● **Passage provided**

Siku

From ACENET
Jump to: navigation, search


Siku is a high-performance computer cluster installed in 2019 at Memorial University in St. John's, Newfoundland.

It is funded in large part by the Atlantic Canada Opportunities Agency (ACOA) with the intention of generating regional economic benefits through industry engagement, while recognizing the important work that ACENET does for academic research in the region.

Siku is only accessible to selected clients.

  • Industrial researchers wishing to access Siku should write to info@ace-net.ca.
    • To add a member to an existing industrial account, the principal investigator should write to support@ace-net.ca with the new member's name, email address, telephone number (if available), and a suggested username beginning in "an-", e.g. "an-jdoe".
  • Principal Investigators of academic research groups may use this access request form.
    • If you are a member of an academic group which uses Siku but you don't have access, have your PI to write to support@ace-net.ca telling us your Alliance username and we'll add you to the access list.

Addresses

Login nodes (ssh) for Alliance accounts: siku.ace-net.ca
Login node (ssh) for local accounts: industry.siku.ace-net.ca
Globus collection: alliancecan#siku
Data transfer node (rsync, scp, sftp,...): dtn.siku.ace-net.ca

Authentication and authorization

Multi-factor authentication (MFA) using Duo is required to access Siku.

Passwords, changing and resetting your password

Local accounts

If your username has the prefix an-, then you have a local account. When your account was created you should have received an initial password and a link through which you to register for MFA with Duo.

If you have a local account, you can change your password by logging in to the cluster and running passwd. The password must meet the following criteria:

  • Minimum length: 12
  • Minimum number of lowercase characters: 1
  • Minimum number of uppercase characters: 1
  • Minimum number of digits: 1

If you have forgotten your password and need it reset, or if you have trouble with Duo as your second factor, write to support@ace-net.ca

Alliance accounts

If you have an active account with the Digital Research Alliance of Canada ("The Alliance") and have been granted access to Siku, you can log in using your Alliance username and password. You can change your password or reset a forgotten password by visiting https://ccdb.alliancecan.ca/security/change_password. You must register for multi-factor authentication at https://ccdb.alliancecan.ca/multi_factor_authentications. You can find more guidance for that at https://docs.alliancecan.ca/wiki/Multifactor_authentication.

● **Excerpted records**
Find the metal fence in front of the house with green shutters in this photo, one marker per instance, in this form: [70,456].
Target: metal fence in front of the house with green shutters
* * *
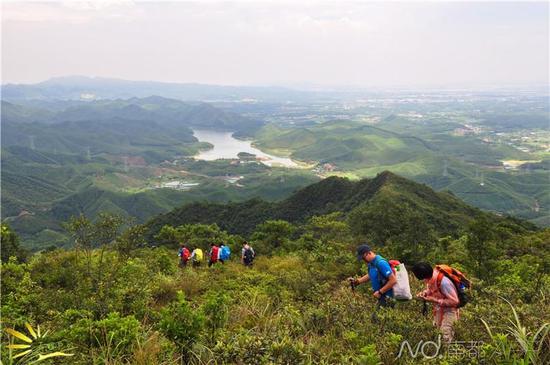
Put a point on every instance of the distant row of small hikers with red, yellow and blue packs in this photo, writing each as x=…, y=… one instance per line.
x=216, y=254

● **Work task**
Answer these from the Siku page:
1. In what year was Siku installed?
2. What minimum length must a local account password have?
3. What address is given for the data transfer node?

● **Response to the exercise**
1. 2019
2. 12 characters
3. dtn.siku.ace-net.ca